#### [TO DO]
Continue the forum post about human rights law and blocked deportations from the point where it stops.

#### [SELECTED EXTRACT]

* * * * * * *

WAR CRIMES SUSPECT: Serb Milan Sarcevic was accused of involvement in the 1991 Vukovar massacre of up to 300 men and women. The wounded Croat victims were beaten, executed and buried in a mass grave. A judge ruled evidence of his involvement was ‘not conclusive’ and did not warrant breaching his ‘strong family life’. The 62-year-old lives on a council estate in south-east London.

SEX OFFENDER: For years Mohammed Kendeh escaped removal to Sierra Leone despite convictions for robbery, burglary, arson and assaults on 11 women. An immigration judge ruled in 2007 that as Kendeh, 24, came to Britain aged six, and had almost no family in West Africa, he had effectively become ‘one of us’.

ALCOHOLIC REPEAT CRIMINAL : A Libyan convicted of 78 offences escaped deportation last month on the grounds he is an alcoholic. The 53-year-old man, who is protected by an anonymity order, successfully argued he would be tortured and imprisoned by the authorities in his homeland because drinking alcohol is illegal. He is now free to continue his drink-fuelled offending spree in Britain.

RAPIST Rapist Mustafa Abdullahi from SOMALI who was jailed for ten years after holding a knife to a pregnant woman’s throat, was ordered to be deported but immigration judges refused saying it would breach his family rights

KILLER Serb Milan Sarcevic was accused of involvement in the Vukovar massacre but has not been deported.

RAPIST: Akindoyin Akinshipe escaped deportation in September 2011 after judges said he had a right to a ‘private life’ in the UK. He was due to be sent to Nigeria after losing a series of appeals in Britain over his jailing for an attack on a girl of 13 when he was 15. But Strasbourg overruled, despite him not having a long-term partner or children in the UK.

TERRORIST FANATIC: In 1996, Strasbourg ruled over Karamjit Chahal, a separatist who was wanted for sedition in India. He argued that, even if somebody posed a grave threat to national security, they could not be sent back to a country where they might be ill treated. Since this precedent - thousands of convicts and fanatics have been able to stay on these grounds.

VIOLENT MOTHER: A Bangladeshi woman jailed for five years for stabbing her baby daughter with a kitchen knife in East London in 2009 won the right to stay in Britain so she could rebuild her relationship with the child.

BURGLAR: Wayne Bishop, 33, from Clifton, Nottinghamshire, was let out of prison in May 2011 after just one month of an eight-month sentence so he could look after his five children after a judgement weighed the children's rights against the seriousness of Bishop's offences.

Now back to the post which you misquoted:

Quote:
Originally Posted by kirklancaster View Post

"There has never been any law more exploited by the undeserving than Human Rights Law. As with the Benefits System and a host more, the idea and theory is commendable, the execution and reality, lamentable."

* * * * * * *

#### [RECORDED DATA]
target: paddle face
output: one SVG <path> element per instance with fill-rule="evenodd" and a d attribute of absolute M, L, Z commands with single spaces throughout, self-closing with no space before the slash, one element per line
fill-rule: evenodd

* * * * * * *

#### [RESULT BELOW]
Now WHERE EXACTLY in the above post which I wrote, do I mention:

1) The Human Rights Act protecting benefit fraud?

And WHERE EXACTLY in the above post which I wrote, do I mention:

2) Any 'new human rights act' deterring the exploiters?

And WHERE EXACTLY in the above post which I wrote, do I mention:

3) That benefit fraud has got anything to do with human rights?

IT DOES NOT - PATENTLY. - except to the stupid or dishonest.

It clearly says that the Human Rights Act is but one of many of our systems - The Benefits System included - which, though created for the right reasons are being too easily EXPLOITED by the unscrupulous and least deserving.

Now WHAT to any REASONABLE person is SO WRONG with THAT? Or so diificult to understand?

Livia 21-09-2015 10:10 AM

Good examples, Kirk. This country doesn't need a foreign court to afford people human rights, human rights have been fought for in this country over centuries.

kirklancaster 21-09-2015 10:20 AM

Quote:

Originally Posted by Livia (Post 8162922)
Good examples, Kirk. This country doesn't need a foreign court to afford people human rights, human rights have been fought for in this country over centuries.

Thanks Liv, but do you have trouble discerning the meaning of the post which I claim Red has misunderstood and misquoted?

Livia 21-09-2015 10:28 AM

Quote:

Originally Posted by kirklancaster (Post 8162952)
Thanks Liv, but do you have trouble discerning the meaning of the post which I claim Red has misunderstood and misquoted?

No. Everything's very clear to me on this thread, Kirk.

kirklancaster 21-09-2015 10:44 AM

Quote:

Originally Posted by Livia (Post 8162971)
No. Everything's very clear to me on this thread, Kirk.

Thanks Liv - I know EXACTLY what you mean.

Kizzy 21-09-2015 11:06 AM

Quote:

Originally Posted by kirklancaster (Post 8162708)
QUOTE=DemolitionRed;8160225]Where does human rights protect benefit fraud? and how would a new human rights act deter the exploiters? What on earth has benefit fraud got to do with human rights?

Do you even know what 'The Human Rights Act' is?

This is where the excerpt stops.